[Required work]
(A) In the abstract on the hybrid flower pollination and genetic algorithm, turn the paragraph that begins "Minimizing the molecular potential energy function" into a short bulleted list that keeps its main facts.
(B) Carry the paper on the hybrid flower pollination and genetic algorithm forward from the end of its abstract.

[Document extract]
....
Tawhid MA, Ali AF (2017) A Hybrid Flower Pollination and Genetic Algorithm for Minimizing the Non-Convex Potential Energy of Molecular Structure. Trends Artif Intell 1(1):12-21.

Accepted: September 25, 2017 | Published Online: September 27, 2017

A Hybrid Flower Pollination and Genetic Algorithm for Minimizing the Non-Convex Potential Energy of Molecular Structure

Abstract

Minimizing the molecular potential energy function is a real-life problem which can help to predict the three-dimensional structure of the protein by knowing its steady state of the molecules. In this paper, we propose a new hybrid algorithm by combining the flower pollination algorithm and the genetic algorithm in order to minimize a simplified model of the energy function of the molecule. The proposed algorithm is called Hybrid Flower Pollination and Genetic Algorithm. We use the flower pollination algorithm to balance between the exploration and the exploitation process in the proposed algorithm. Also, we divide the population into sub-populations and applying the arithmetical crossover operator in each sub-population in order to increase the diversity of the search in the algorithm. Further, we apply the genetic mutation operator in the whole population in order to avoid the premature convergence and avoid trapping in local minima. Moreover, we compare the proposed algorithm against 3 benchmark algorithms, in order to investigate its efficiency. The numerical experiment results show that the proposed algorithm is a promising and efficient algorithm and can obtain the global minimum or near global minimum of the molecular energy function of the simplified model with up to 200 degrees of freedom faster than the other comparative algorithms.
....
[Photo-based referring expression data]

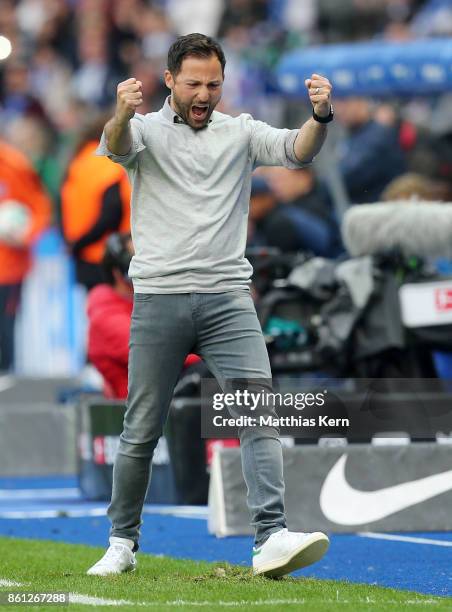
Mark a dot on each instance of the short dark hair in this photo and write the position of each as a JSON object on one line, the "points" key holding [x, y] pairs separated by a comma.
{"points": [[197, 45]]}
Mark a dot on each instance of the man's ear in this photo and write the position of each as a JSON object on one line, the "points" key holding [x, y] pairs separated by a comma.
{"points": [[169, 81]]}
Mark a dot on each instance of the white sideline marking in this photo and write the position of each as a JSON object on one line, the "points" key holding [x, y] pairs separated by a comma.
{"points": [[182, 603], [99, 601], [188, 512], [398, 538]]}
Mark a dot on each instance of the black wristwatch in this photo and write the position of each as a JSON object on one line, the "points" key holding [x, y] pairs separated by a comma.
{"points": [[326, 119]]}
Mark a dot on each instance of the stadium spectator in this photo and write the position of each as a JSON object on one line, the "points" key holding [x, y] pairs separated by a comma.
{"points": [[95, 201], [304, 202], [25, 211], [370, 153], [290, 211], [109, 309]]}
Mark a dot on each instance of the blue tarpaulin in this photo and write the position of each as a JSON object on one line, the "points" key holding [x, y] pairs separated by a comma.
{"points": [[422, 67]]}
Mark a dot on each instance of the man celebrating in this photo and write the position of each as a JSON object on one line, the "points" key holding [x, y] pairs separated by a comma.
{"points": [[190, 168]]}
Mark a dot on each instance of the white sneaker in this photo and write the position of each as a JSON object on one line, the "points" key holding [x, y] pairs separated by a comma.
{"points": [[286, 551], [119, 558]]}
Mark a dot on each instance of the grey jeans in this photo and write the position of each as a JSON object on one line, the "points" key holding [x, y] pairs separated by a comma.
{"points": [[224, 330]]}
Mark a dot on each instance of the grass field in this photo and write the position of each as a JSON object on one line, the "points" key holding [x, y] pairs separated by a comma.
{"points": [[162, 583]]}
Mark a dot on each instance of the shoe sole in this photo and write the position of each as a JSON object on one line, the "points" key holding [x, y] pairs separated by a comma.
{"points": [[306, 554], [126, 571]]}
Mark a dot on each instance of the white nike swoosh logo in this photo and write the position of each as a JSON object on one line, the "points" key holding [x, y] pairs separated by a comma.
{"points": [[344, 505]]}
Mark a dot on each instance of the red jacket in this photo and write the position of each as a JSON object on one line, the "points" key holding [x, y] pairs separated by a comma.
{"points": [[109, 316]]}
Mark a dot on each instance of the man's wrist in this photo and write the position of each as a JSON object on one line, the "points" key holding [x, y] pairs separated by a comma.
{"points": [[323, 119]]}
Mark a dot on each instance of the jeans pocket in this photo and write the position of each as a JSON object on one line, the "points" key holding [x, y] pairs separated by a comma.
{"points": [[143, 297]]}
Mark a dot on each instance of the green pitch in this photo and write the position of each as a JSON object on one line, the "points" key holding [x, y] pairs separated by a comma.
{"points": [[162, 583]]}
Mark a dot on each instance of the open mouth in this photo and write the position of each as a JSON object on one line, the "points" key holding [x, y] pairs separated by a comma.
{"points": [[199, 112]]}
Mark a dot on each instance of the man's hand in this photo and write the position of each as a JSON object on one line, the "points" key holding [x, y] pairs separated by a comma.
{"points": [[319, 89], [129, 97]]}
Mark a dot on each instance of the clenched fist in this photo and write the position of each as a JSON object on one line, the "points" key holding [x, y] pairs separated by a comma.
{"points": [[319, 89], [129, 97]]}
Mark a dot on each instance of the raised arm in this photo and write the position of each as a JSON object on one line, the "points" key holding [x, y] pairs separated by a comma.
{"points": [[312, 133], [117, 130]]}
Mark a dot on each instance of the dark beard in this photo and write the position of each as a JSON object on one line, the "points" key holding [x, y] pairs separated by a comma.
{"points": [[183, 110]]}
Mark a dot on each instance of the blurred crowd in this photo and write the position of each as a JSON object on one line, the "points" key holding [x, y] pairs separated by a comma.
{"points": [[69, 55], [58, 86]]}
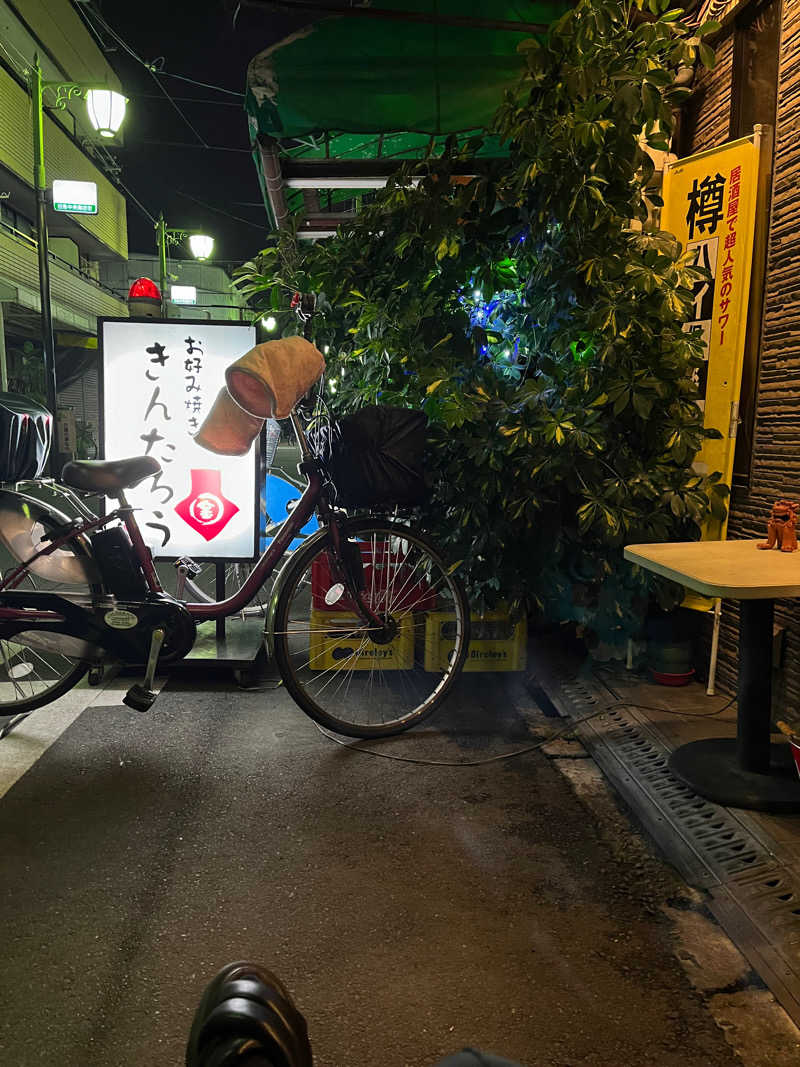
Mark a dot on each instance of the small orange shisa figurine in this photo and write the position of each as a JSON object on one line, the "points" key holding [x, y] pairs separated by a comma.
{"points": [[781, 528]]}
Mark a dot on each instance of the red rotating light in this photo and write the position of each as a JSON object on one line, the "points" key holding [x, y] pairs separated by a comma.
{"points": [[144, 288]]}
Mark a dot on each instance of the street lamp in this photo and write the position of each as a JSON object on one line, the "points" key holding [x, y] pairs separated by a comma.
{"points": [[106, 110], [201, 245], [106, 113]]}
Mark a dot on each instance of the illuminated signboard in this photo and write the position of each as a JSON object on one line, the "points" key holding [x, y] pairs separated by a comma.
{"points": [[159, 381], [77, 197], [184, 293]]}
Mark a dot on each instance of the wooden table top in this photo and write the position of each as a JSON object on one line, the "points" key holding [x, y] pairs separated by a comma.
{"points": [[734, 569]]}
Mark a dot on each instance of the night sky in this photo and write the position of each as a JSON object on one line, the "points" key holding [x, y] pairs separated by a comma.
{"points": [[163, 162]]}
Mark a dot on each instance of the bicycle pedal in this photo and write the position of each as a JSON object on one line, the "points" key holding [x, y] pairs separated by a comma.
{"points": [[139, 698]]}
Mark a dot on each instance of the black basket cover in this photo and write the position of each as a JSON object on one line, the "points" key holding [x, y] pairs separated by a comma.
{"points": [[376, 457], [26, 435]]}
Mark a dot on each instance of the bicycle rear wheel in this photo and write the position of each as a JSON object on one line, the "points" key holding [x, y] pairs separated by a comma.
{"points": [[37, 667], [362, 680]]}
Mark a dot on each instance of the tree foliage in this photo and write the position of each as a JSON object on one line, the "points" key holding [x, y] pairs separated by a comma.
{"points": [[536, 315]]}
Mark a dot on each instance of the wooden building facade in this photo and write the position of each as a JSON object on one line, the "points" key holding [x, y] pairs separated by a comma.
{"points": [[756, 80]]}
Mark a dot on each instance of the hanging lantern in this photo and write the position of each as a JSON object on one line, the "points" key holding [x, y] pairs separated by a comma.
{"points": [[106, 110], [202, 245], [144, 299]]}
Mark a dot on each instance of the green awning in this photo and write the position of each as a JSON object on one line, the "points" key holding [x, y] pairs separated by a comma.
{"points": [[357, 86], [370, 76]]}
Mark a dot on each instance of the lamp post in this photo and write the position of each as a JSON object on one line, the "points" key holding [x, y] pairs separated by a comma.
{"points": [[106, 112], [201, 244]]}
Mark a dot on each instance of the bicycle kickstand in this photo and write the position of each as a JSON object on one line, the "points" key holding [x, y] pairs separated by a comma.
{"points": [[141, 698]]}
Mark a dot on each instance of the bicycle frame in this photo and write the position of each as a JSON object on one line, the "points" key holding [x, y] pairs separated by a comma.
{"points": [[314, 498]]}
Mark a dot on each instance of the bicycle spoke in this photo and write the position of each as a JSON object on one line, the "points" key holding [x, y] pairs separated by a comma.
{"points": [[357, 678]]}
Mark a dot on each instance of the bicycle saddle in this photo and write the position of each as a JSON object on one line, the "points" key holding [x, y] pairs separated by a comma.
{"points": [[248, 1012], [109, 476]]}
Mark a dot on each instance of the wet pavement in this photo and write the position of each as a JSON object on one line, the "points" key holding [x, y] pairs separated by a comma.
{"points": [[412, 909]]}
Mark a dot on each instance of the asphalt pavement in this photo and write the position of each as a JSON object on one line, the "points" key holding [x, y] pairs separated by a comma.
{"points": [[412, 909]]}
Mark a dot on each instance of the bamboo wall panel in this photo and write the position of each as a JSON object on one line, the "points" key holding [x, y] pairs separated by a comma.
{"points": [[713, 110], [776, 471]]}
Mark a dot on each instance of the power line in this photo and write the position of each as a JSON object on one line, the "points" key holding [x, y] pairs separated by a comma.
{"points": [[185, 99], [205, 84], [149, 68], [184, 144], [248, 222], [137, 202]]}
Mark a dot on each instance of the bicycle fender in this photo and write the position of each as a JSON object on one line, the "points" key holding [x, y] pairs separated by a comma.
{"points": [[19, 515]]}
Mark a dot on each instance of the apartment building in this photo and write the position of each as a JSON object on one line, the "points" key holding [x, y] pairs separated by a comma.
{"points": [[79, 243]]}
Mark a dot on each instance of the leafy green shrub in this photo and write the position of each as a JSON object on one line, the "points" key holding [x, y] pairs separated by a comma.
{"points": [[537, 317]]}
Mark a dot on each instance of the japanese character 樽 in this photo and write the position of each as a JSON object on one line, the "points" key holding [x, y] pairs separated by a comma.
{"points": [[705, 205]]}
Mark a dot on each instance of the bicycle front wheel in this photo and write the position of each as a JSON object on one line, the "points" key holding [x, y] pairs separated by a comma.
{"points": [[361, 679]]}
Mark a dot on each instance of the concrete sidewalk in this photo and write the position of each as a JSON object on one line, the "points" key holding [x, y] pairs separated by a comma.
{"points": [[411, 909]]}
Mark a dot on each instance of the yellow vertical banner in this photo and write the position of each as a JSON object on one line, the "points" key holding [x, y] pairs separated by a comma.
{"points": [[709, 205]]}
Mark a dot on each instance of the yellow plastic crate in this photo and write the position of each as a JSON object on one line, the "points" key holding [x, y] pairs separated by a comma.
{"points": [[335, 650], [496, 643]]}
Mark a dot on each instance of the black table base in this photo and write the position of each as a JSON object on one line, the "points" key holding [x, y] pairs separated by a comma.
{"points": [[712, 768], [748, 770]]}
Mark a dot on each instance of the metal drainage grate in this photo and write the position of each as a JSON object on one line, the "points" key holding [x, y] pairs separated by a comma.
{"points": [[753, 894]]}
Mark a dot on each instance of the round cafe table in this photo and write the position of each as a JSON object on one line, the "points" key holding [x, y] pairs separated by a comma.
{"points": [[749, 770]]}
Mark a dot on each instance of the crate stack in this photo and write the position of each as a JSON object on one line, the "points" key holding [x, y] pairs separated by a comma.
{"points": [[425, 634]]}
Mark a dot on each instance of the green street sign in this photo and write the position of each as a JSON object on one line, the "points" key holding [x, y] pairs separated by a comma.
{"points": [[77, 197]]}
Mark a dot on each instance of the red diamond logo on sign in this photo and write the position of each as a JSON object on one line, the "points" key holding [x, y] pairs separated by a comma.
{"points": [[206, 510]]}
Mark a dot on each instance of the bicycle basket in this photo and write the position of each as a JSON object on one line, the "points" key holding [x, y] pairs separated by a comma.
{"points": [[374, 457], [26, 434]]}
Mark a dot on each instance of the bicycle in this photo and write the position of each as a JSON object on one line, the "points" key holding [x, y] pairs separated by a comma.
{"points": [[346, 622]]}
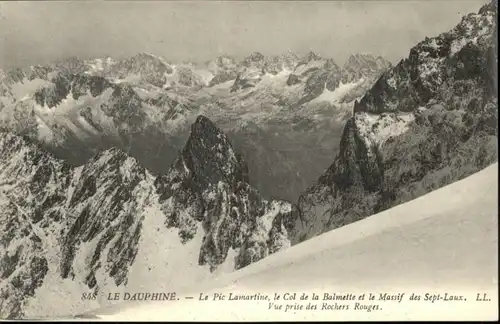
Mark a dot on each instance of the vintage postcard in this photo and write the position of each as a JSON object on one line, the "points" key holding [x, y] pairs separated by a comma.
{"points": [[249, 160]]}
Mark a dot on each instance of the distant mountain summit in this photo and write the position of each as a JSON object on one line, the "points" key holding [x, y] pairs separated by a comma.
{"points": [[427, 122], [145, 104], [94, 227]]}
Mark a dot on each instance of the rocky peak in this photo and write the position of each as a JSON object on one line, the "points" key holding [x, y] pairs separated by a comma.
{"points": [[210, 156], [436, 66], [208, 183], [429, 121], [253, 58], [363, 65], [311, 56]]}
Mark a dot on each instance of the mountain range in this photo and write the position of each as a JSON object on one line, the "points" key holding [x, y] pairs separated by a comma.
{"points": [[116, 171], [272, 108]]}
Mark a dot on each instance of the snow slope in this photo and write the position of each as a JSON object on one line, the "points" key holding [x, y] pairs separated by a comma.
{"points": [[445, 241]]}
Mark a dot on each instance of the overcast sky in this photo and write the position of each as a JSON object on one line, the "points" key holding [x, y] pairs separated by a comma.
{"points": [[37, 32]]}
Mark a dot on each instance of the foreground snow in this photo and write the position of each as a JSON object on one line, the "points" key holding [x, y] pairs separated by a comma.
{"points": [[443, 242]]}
....
[Results for each task]
(A)
- Minimizing the molecular potential energy function is a real-life problem that can help predict the three-dimensional structure of a protein from the steady state of its molecules.
- The paper proposes a new hybrid algorithm, the Hybrid Flower Pollination and Genetic Algorithm, to minimize a simplified model of the molecule's energy function.
- The flower pollination algorithm balances exploration and exploitation.
- The population is split into sub-populations, and the arithmetical crossover operator is applied in each one to increase search diversity.
- The genetic mutation operator is applied to the whole population to avoid premature convergence and trapping in local minima.
- The algorithm is compared against 3 benchmark algorithms to test its efficiency.
- Numerical results show it is promising and efficient, reaching the global minimum or near global minimum for the simplified model with up to 200 degrees of freedom faster than the other algorithms.

(B)
Keywords

Flower pollination algorithm, Genetic algorithm, Molecular potential energy function, Global optimization

Introduction

One of the important roles in the determination of ground states or stable states of certain classes of molecular clusters and proteins is to minimize their potential energy functions. In most cases, the potential energy function is nonconvex and therefore has many local minimizers; the minimization of the potential energy function is a very hard problem.

The minimization of the potential energy function problem can be formulated as a global optimization problem. Finding the steady state (ground) of the molecules in the protein can help to predict the 3D structure of the protein, which helps to know the function of the protein. The difficulty of the problem arises from the number of local minimizer of the energy function grows exponentially with the size the molecule [1].

Potential energy functions for proteins typically have multiple local minima whose number increases exponentially with the number of degrees of freedom [2,3]. Many researchers have suggested efficient function-minimization algorithms [4] in order to predict protein structure by exploiting protein-specific properties.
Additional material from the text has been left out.